■ Stated task
Return each line of the records with nothing changed, pictures excepted.
BEGIN Material shown
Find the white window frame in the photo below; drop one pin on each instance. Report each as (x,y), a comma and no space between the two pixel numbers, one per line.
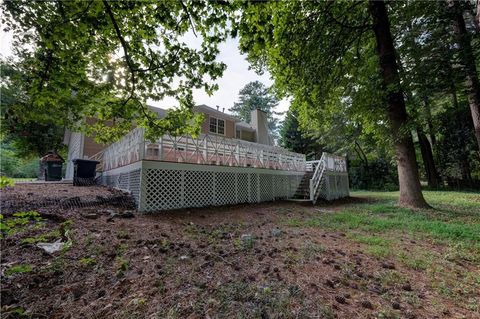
(215,125)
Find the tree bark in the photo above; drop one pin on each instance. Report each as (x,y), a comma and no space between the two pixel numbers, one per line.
(477,17)
(431,129)
(428,162)
(408,177)
(468,61)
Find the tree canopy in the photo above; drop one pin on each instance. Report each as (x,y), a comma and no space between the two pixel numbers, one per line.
(103,59)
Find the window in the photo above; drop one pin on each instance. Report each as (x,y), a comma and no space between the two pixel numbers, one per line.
(217,126)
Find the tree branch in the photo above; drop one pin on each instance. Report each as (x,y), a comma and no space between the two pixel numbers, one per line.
(189,17)
(129,61)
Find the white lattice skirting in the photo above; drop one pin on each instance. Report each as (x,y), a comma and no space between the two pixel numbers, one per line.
(163,185)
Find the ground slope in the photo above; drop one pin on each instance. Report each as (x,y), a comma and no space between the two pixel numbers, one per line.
(360,258)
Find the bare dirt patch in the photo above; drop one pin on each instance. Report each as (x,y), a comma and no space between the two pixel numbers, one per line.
(227,262)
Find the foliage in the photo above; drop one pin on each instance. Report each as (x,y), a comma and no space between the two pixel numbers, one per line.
(255,95)
(28,138)
(379,174)
(13,165)
(106,60)
(47,237)
(322,55)
(293,138)
(5,182)
(18,269)
(18,222)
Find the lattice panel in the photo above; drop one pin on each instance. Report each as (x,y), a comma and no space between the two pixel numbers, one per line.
(254,188)
(266,187)
(129,181)
(225,188)
(242,188)
(163,189)
(281,183)
(294,182)
(198,189)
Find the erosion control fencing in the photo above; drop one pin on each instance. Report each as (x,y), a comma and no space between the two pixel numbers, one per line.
(44,196)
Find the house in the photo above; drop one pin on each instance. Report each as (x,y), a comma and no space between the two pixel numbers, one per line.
(230,162)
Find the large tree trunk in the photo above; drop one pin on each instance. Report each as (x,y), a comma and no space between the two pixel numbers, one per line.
(477,17)
(468,61)
(410,190)
(428,162)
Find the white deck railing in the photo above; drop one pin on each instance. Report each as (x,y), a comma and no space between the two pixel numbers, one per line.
(319,182)
(206,149)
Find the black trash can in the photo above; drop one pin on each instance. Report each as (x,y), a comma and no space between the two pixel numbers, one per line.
(84,172)
(53,171)
(51,166)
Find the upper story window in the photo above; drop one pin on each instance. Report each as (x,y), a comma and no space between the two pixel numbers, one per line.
(217,126)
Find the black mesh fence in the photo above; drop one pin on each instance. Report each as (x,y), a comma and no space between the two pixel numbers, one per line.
(119,200)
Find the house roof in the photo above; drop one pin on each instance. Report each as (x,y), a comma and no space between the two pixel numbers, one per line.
(215,112)
(245,126)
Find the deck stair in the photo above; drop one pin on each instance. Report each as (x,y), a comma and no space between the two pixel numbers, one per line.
(303,190)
END Material shown
■ Task result
Find the white window frame in the photo below; drop one pin on each instance. Report each as (x,y), a comma and no space between the two pixel numbers, one per line.
(215,125)
Find the tree bark in the photo above; drop one pin on each instance. Report each as (x,y), a comma and no space between the two pixel numbers, one per line.
(477,17)
(431,129)
(428,162)
(408,177)
(468,61)
Find the tree canopy in the photo above; drop one pin on each instance. Report each as (x,y), a comma and no space between the two pixel numbers, one per line.
(103,59)
Find the window in the photo above; drop one pin on each instance. Report each as (x,y), a comma and no space between the two pixel numbers, one per line.
(217,126)
Find the tree branch in the photo above; drop one pin on each instance. Report each as (x,y), a comma and no space between the two pixel numbers, one per line.
(189,17)
(129,61)
Find the white lattice skirting in the photo above; drop one pin on each instance. Report each as (x,y), a comma and no space between the two pixel numbers, one per line.
(163,185)
Find the ground slope in the photo above; drop one pin on each instance. Report each as (x,y), a comma and no space between the two pixel numbers, one per line.
(360,258)
Find the bare dirt patch in the photo above; drop one pin on each instance. Report each as (x,y), a comma and no space between the two pixel numbers, one per line.
(227,262)
Find the foliage in the photo above; drop one pin on each instance. Report each as (x,y), a comma and no space between the two pixel numbers, one per line.
(255,95)
(28,138)
(379,174)
(13,165)
(106,60)
(47,237)
(322,55)
(293,138)
(5,182)
(18,269)
(18,222)
Find the lattice panel in the photo above; drop one pin on each instance. Report each as (x,y), a comma and no space between the two pixel numbers, one per line.
(254,188)
(266,187)
(129,181)
(225,188)
(242,188)
(163,189)
(281,183)
(294,182)
(198,189)
Find the erosion control fencing in the photo above; drop one pin on each instance. Report each as (x,y), a comma and no space between the two pixel numbers, one per line.
(44,196)
Find the house in the photo above; drop one pin on each instance. Report each as (x,y), a comma and no space between the two pixel numbers, one per line.
(230,162)
Find the large tree trunk in the photo above; drop one pin on each instance. Report each as (x,y), a comma and no space between the two pixel numbers, one per line.
(477,17)
(468,61)
(410,190)
(428,162)
Find the white deck railing in the photo above; drop one pin on each instance. Report each as (x,y), a comma and no space between the two pixel numbers, one per line.
(319,182)
(206,149)
Find the black trash can in the photo above; drop one pin on each instance. Report each as (x,y), a comma and no space between the two pixel numbers, one per line.
(84,172)
(53,171)
(51,166)
Find the upper story window in the photo above; drop one pin on each instance. Report each as (x,y), a comma and no space between the two pixel numbers, one per line.
(217,126)
Find the black mesh fence in the photo above; drop one pin on each instance. Report each as (x,y), a comma and no space between the two pixel numbers, one per line.
(119,200)
Find the house roof in the photo above; drop one pin on each instance. Report each as (x,y), a comma and no space between the two pixel numbers, one per line.
(215,112)
(245,126)
Find the deck stair in the photo above; drop one pin on each instance. Report each as (x,y), a comma and no space between the two pixel numbers, one per line.
(303,190)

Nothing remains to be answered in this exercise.